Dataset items

* * *

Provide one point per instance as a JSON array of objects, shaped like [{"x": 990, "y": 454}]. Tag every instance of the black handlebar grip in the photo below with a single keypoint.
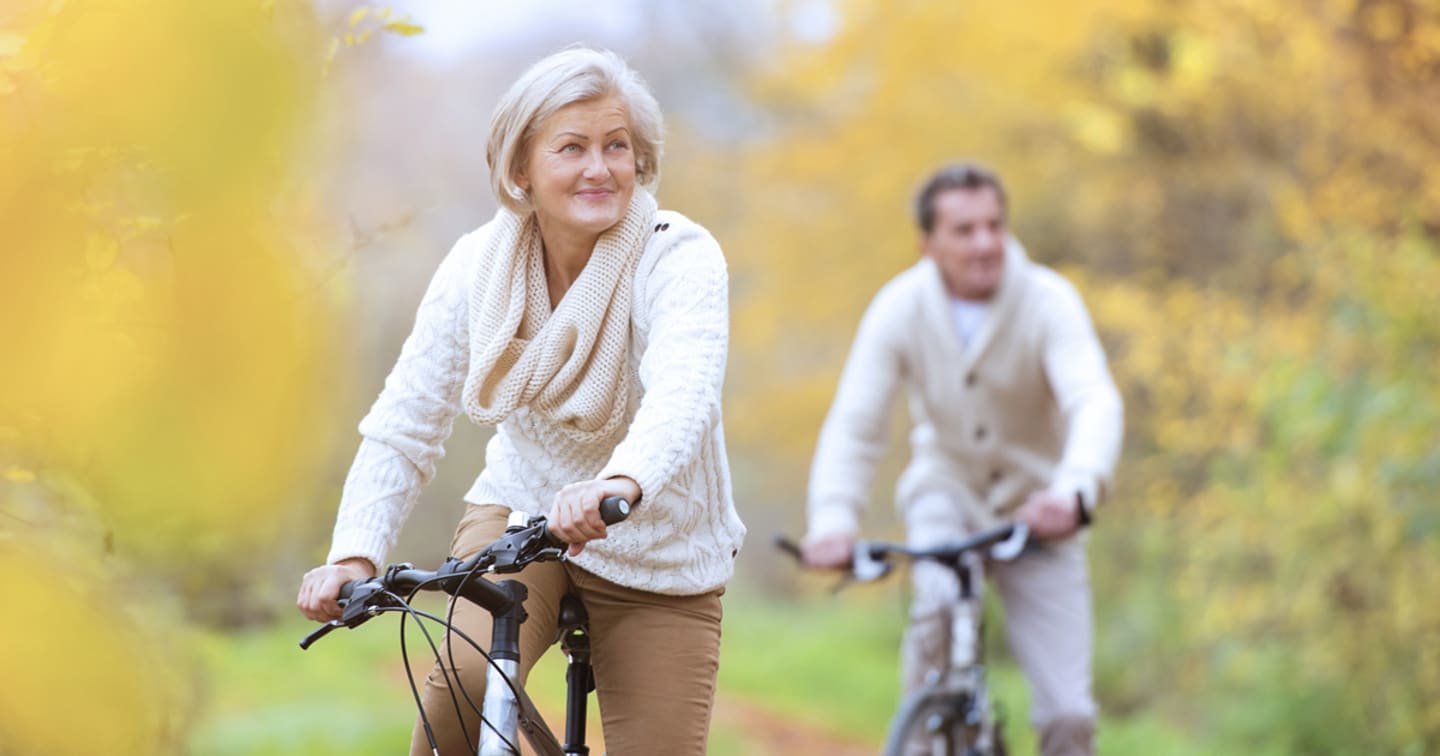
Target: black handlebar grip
[
  {"x": 614, "y": 510},
  {"x": 347, "y": 588}
]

* * *

* [Task prompt]: Quote every line of the records above word for word, omitting the pictures.

* [Answer]:
Provide one point per instance as a JSON array of objects, shaped like [{"x": 990, "y": 454}]. Tag every instance of the black handlebar grip in the photo below with a single keypoint.
Target: black handlebar grip
[
  {"x": 614, "y": 510},
  {"x": 347, "y": 588}
]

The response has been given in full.